• Exercise goal
Up to and including the line with "Query: <item>bathtub drain hole</item>", output the records exactly as they appear.
=-=-=
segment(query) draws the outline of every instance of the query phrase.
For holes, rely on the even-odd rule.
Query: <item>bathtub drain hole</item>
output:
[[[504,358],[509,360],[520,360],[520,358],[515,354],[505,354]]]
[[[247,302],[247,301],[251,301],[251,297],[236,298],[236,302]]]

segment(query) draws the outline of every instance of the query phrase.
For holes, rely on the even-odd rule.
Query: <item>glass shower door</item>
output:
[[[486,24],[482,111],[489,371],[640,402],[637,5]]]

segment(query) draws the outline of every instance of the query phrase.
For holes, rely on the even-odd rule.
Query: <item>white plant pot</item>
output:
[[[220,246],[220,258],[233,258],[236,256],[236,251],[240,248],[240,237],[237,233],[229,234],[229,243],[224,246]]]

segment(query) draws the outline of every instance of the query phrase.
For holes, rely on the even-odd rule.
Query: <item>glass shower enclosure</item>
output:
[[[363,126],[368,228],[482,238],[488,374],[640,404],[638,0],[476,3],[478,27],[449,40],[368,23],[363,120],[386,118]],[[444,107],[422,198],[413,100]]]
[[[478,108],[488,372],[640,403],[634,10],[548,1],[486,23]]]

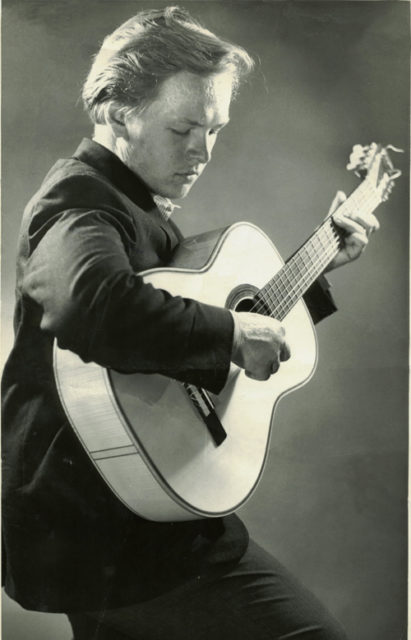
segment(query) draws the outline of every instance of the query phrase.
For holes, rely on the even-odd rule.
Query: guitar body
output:
[[[283,266],[267,236],[249,223],[189,238],[173,263],[142,275],[173,295],[247,309]],[[209,394],[227,437],[216,445],[181,383],[161,375],[123,375],[55,346],[57,386],[66,414],[106,483],[136,514],[157,521],[216,517],[255,490],[282,395],[314,372],[316,336],[302,301],[283,324],[291,358],[266,382],[232,365],[223,391]]]

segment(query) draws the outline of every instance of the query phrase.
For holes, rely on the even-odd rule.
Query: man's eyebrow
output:
[[[197,120],[190,120],[190,118],[181,118],[181,120],[183,120],[184,122],[187,122],[187,124],[191,124],[193,127],[202,127],[203,126],[202,122],[198,122]],[[216,124],[213,127],[213,129],[222,129],[229,122],[230,122],[229,119],[228,120],[224,120],[224,122],[219,122],[218,124]]]

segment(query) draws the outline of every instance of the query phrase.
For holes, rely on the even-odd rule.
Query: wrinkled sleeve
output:
[[[230,312],[145,283],[127,252],[133,234],[122,212],[33,218],[23,294],[38,305],[41,329],[85,362],[219,392],[230,364]]]

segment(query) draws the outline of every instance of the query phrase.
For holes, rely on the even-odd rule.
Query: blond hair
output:
[[[108,105],[142,109],[168,77],[188,71],[230,71],[234,91],[253,60],[237,45],[203,28],[179,7],[141,11],[108,35],[83,86],[85,109],[95,124],[107,122]]]

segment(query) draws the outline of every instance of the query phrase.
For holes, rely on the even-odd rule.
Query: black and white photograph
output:
[[[409,46],[3,0],[3,640],[406,640]]]

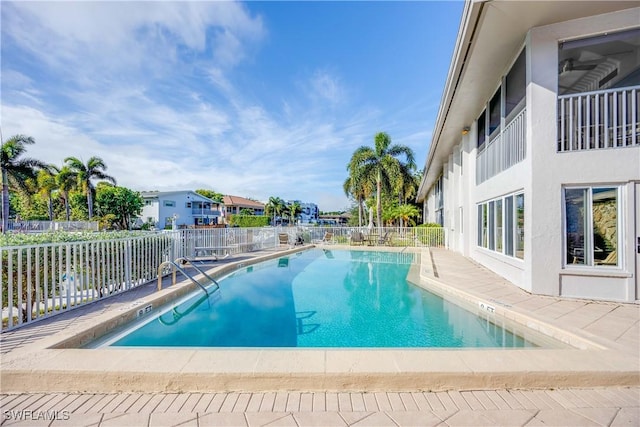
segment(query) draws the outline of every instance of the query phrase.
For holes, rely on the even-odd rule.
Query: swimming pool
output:
[[[89,347],[537,347],[407,280],[419,254],[298,252],[241,268]]]

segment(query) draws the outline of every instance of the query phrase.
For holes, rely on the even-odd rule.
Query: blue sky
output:
[[[461,1],[6,2],[2,138],[134,190],[349,206],[379,131],[424,166]]]

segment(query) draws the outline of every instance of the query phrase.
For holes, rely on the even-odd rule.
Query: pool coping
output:
[[[208,270],[219,277],[267,259],[309,249],[293,248]],[[331,249],[354,249],[331,245]],[[406,248],[361,250],[404,251]],[[604,337],[561,327],[518,307],[448,286],[433,274],[429,249],[421,253],[413,282],[446,298],[483,309],[554,336],[567,349],[129,349],[63,348],[90,341],[137,315],[140,307],[174,300],[196,285],[181,281],[143,301],[79,319],[63,331],[2,355],[0,391],[440,391],[496,388],[640,385],[637,353]],[[414,271],[415,274],[415,271]],[[167,279],[168,281],[168,279]]]

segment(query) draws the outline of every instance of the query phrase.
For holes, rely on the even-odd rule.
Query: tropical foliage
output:
[[[137,192],[101,184],[116,182],[106,174],[101,158],[91,157],[85,164],[77,157],[67,157],[61,167],[48,165],[25,156],[32,144],[32,137],[16,135],[0,148],[3,231],[12,216],[49,221],[97,219],[107,229],[127,229],[140,214],[142,199]]]
[[[214,191],[214,190],[207,190],[204,188],[197,189],[196,193],[218,203],[222,203],[222,198],[224,197],[222,193],[218,193],[217,191]]]
[[[376,224],[384,225],[383,218],[388,221],[409,221],[411,215],[408,208],[403,208],[410,215],[384,214],[384,206],[397,200],[397,206],[407,204],[409,197],[417,189],[416,164],[413,150],[406,145],[392,144],[391,137],[385,132],[375,135],[374,146],[361,146],[353,153],[347,165],[348,177],[343,188],[358,205],[359,225],[363,224],[366,200],[375,194]],[[370,208],[370,209],[371,209]],[[389,209],[389,208],[387,208]]]
[[[116,179],[105,173],[107,165],[105,165],[104,160],[100,157],[91,157],[86,164],[76,157],[67,157],[64,161],[67,163],[71,174],[77,181],[77,189],[87,197],[89,221],[91,221],[93,217],[93,197],[95,193],[95,187],[92,181],[99,179],[112,182],[115,185]]]
[[[9,223],[9,189],[29,192],[28,181],[35,179],[37,170],[44,168],[40,160],[24,157],[27,145],[35,144],[30,136],[16,135],[0,146],[0,176],[2,179],[2,231]]]

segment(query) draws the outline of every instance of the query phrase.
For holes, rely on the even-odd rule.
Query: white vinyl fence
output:
[[[114,240],[0,247],[0,331],[56,315],[155,280],[163,261],[192,257],[196,248],[220,248],[229,255],[294,242],[404,247],[447,246],[442,228],[264,227],[187,229]],[[359,244],[364,244],[358,241]]]
[[[51,231],[98,231],[98,221],[11,221],[7,231],[43,233]]]

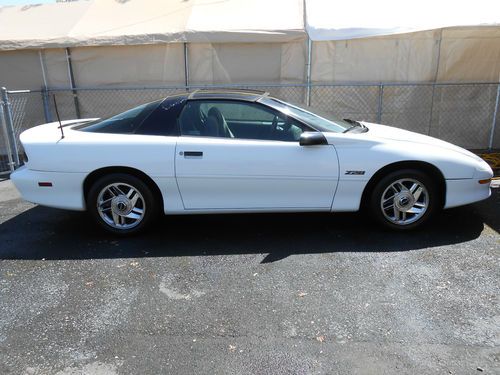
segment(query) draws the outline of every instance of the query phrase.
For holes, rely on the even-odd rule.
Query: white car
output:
=-=-=
• Expected output
segment(query) draws the outline of every instance of the query phrase.
For holes, rely on the even-odd rule.
Query: <item>bathtub drain hole</item>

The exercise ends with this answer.